• Exercise brief: Copy the following items verbatim, from the line containing "Localize black shoulder" through the line containing "xmin=71 ymin=29 xmax=106 ymax=50", both included, and nothing else.

┏━━

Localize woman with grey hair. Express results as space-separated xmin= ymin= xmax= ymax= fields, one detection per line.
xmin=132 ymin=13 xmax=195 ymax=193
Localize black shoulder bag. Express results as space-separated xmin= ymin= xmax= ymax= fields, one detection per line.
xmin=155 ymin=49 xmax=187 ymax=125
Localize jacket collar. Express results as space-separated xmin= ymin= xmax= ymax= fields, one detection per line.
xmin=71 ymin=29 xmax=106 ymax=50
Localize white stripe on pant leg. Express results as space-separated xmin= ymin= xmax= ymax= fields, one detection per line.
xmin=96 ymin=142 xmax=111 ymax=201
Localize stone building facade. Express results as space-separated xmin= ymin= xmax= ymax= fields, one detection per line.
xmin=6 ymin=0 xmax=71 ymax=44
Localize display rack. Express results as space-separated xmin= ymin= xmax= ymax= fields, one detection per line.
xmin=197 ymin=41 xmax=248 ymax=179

┗━━

• Answer to this problem:
Localize black shoulder bag. Express results as space-separated xmin= ymin= xmax= ymax= fields, one detection per line.
xmin=155 ymin=49 xmax=187 ymax=125
Localize jacket collar. Express results as space-separated xmin= ymin= xmax= ymax= fields, one detection per line.
xmin=71 ymin=29 xmax=106 ymax=50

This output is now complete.